◆ DATA TO USE ◆
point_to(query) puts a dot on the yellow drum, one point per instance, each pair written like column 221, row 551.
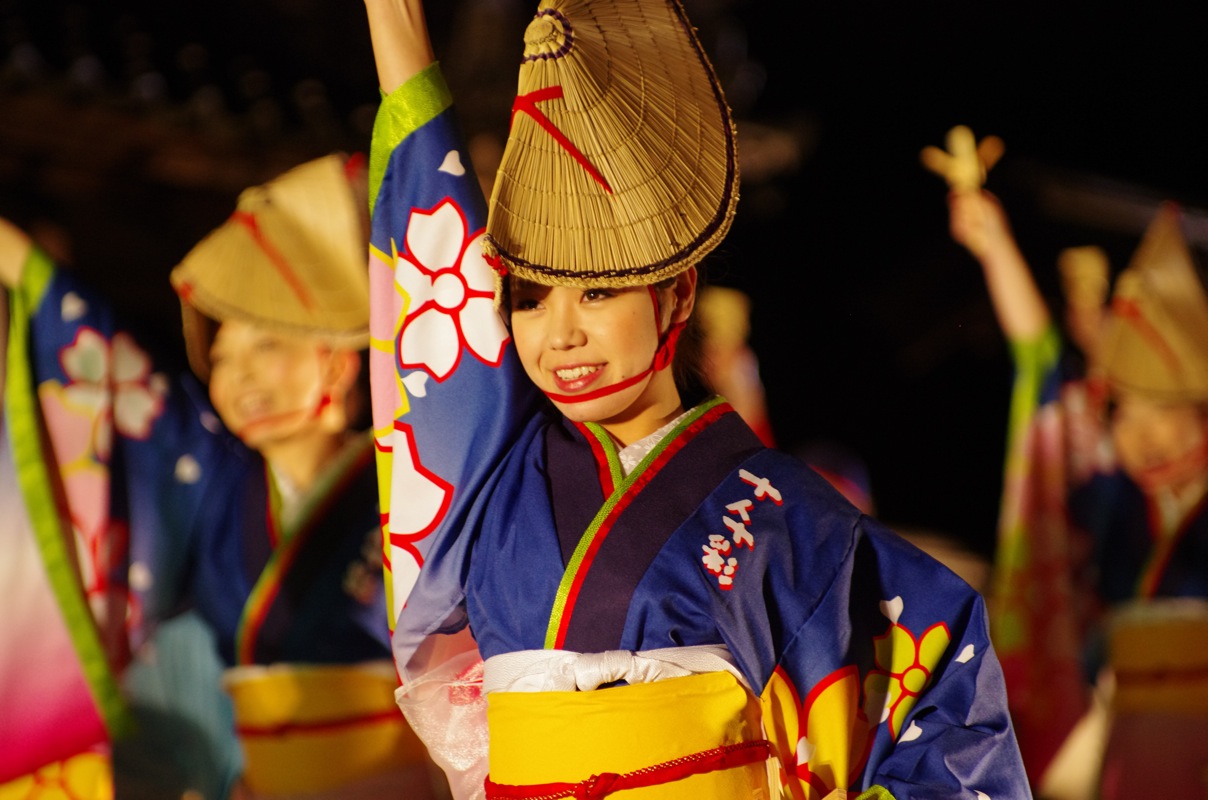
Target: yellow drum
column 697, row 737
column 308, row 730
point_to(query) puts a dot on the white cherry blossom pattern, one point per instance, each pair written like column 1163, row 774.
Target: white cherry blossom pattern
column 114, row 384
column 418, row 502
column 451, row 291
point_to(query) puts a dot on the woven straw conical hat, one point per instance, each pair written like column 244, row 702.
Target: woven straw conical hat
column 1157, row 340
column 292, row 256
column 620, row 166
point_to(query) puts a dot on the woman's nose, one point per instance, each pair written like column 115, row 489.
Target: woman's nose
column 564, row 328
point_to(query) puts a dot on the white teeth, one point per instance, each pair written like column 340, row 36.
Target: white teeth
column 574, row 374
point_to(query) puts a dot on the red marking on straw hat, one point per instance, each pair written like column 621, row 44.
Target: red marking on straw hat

* * *

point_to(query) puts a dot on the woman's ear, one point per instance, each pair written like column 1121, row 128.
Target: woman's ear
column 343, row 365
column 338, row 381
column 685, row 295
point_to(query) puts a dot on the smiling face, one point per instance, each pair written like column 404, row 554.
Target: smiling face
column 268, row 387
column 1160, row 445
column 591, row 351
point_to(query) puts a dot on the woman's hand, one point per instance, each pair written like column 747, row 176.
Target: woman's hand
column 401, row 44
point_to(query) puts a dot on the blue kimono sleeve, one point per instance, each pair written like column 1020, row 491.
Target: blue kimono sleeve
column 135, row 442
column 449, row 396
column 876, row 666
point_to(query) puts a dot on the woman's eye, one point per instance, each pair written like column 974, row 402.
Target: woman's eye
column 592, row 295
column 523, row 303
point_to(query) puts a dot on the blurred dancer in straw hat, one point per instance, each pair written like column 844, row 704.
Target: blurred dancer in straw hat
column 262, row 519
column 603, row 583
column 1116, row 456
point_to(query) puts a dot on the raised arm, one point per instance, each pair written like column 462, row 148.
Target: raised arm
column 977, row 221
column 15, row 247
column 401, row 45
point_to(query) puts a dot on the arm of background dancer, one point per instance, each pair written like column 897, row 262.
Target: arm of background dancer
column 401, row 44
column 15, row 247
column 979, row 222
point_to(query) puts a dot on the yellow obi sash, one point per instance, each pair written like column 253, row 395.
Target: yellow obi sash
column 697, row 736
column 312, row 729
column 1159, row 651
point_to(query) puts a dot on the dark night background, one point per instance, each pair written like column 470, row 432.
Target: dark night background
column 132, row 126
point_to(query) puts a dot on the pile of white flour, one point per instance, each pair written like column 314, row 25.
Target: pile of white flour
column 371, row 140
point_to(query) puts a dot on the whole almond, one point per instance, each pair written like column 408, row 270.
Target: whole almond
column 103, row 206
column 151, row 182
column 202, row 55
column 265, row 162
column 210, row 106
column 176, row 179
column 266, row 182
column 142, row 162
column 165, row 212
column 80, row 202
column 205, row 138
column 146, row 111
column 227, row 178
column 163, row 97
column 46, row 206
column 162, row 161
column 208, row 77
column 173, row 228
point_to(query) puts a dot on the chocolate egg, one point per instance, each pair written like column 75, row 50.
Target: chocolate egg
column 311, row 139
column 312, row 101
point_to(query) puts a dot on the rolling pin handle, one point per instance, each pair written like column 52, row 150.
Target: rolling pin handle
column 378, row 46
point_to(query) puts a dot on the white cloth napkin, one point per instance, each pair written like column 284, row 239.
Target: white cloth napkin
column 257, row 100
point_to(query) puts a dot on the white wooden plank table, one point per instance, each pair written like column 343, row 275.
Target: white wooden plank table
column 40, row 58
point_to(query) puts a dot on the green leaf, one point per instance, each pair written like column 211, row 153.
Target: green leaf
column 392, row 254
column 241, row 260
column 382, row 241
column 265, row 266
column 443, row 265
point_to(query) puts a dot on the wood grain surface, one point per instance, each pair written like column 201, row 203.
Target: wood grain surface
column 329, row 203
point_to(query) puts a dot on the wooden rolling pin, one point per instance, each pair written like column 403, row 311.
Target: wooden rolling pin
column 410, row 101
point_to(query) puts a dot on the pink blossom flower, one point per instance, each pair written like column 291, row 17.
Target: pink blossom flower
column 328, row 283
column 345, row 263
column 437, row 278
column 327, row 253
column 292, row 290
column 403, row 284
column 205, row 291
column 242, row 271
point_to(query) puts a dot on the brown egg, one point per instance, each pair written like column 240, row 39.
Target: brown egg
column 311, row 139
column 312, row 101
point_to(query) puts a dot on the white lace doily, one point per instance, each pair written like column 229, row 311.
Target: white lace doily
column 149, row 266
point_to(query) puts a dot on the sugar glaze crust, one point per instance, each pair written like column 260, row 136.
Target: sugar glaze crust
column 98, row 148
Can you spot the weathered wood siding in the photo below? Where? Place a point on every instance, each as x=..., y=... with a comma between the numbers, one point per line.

---

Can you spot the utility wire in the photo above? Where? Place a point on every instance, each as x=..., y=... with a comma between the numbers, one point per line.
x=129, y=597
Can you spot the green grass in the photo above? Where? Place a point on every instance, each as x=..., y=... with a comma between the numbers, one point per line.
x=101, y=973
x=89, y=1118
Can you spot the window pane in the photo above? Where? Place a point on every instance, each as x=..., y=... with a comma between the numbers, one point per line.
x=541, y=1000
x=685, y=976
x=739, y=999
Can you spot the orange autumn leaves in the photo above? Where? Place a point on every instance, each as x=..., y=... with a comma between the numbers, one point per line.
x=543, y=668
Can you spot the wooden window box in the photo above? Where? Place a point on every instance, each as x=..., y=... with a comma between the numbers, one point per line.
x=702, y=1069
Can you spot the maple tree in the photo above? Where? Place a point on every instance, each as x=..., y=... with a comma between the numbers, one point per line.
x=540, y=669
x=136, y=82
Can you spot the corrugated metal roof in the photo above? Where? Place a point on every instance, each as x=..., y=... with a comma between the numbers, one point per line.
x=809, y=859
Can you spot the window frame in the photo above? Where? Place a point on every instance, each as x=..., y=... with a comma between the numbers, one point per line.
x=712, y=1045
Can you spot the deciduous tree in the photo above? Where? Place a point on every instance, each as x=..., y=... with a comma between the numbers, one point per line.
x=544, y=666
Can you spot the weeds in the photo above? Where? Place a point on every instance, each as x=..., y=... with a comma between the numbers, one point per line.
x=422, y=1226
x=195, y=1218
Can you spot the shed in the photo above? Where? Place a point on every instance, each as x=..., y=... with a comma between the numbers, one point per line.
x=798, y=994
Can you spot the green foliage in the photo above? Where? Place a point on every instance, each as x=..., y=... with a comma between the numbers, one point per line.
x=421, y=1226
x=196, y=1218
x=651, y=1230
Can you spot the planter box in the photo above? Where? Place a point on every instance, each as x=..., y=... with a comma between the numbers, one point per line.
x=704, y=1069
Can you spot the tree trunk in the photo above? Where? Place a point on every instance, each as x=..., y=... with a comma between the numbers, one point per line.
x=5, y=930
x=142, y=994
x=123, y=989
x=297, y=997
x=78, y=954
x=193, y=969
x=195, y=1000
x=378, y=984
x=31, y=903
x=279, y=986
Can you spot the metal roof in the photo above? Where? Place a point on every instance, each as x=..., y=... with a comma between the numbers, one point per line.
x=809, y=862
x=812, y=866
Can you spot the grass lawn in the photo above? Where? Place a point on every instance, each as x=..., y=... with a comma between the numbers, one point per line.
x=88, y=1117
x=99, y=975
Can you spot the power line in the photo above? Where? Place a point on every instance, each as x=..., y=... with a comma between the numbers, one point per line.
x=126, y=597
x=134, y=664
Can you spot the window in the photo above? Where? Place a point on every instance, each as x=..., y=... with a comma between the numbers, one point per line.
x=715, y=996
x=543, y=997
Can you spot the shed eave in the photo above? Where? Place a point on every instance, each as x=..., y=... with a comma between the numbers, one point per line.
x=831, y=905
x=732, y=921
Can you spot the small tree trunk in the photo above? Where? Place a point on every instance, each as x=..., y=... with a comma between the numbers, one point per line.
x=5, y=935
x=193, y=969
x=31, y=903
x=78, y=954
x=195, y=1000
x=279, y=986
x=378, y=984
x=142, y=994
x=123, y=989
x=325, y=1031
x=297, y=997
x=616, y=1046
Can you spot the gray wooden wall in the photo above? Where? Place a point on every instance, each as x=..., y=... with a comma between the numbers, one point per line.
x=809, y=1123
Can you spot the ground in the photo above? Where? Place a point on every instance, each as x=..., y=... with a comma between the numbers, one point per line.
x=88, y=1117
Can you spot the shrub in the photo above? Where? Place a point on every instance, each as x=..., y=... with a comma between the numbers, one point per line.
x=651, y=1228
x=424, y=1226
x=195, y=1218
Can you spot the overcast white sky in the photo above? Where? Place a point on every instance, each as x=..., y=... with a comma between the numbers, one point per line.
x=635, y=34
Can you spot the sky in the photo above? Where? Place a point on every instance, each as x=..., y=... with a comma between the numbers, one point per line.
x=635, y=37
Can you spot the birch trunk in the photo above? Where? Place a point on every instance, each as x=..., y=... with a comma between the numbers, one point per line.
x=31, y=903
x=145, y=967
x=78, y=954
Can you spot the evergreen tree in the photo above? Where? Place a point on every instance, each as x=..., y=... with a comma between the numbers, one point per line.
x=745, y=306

◆ TASK DESCRIPTION ◆
Give back exactly, and solely, the section of the data above bounded by the line containing "point_to(query) puts a dot on the yellow drum, one" and the line containing "point_to(query) puts a dot on the woman's nose, one", both bounding lines included and pictures omitted.

◆ RESPONSE TO THE EXERCISE ◆
point_to(query) puts a dot on the yellow drum, one point per instance, each pair written like column 221, row 551.
Target: yellow drum
column 697, row 737
column 308, row 730
point_to(query) puts a dot on the white cherry blossom pattern, one point per instance, each pair written like column 1163, row 774.
Target: white cherry blossom pattern
column 114, row 384
column 418, row 502
column 451, row 291
point_to(query) puts a dot on the woven straw conical hat, one point per instance, each pair written like column 244, row 702.
Target: woven straw conical hat
column 1157, row 340
column 292, row 256
column 620, row 166
point_to(query) puts a dot on the woman's nose, one point per instance, each pair written like column 115, row 489.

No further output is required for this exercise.